(Raw data)
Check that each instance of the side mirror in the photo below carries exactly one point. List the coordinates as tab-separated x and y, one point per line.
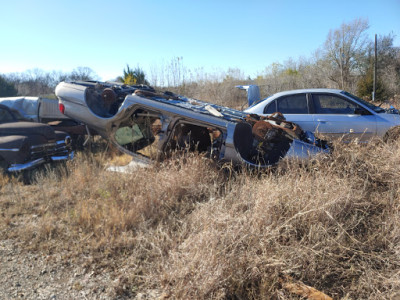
361	111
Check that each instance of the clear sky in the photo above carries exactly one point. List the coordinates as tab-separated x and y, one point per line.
215	35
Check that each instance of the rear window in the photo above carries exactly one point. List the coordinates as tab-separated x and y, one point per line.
293	104
270	108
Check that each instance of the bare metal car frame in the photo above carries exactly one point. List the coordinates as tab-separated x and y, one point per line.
136	118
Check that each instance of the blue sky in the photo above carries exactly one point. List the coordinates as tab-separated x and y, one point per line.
214	35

(Written task) Please repeat all of the data above word for word, leaving the pictures out.

(Reply)
Check that each instance of the side mirror in the photo below carries exactly one point. List the coordinates as tab-separated x and y, one point per line.
361	111
Check that each instance of the clear sky in the photo above carries exactly one point. List the coordinates as tab-separated x and y, one point per line.
215	35
Check that each instance of the rear window in the photo above carries exactly one point. List the coordinates as tab-separated x and y, one point per line.
293	104
270	108
Check that each instance of the bare metal car frame in the photo above carries exactly one point. List the coordinates as tab-separated x and y, one point per line.
136	118
Check that each instance of the blue sky in the photo above carries exactly one point. List the coordinates as tab-separated x and y, one point per line.
214	35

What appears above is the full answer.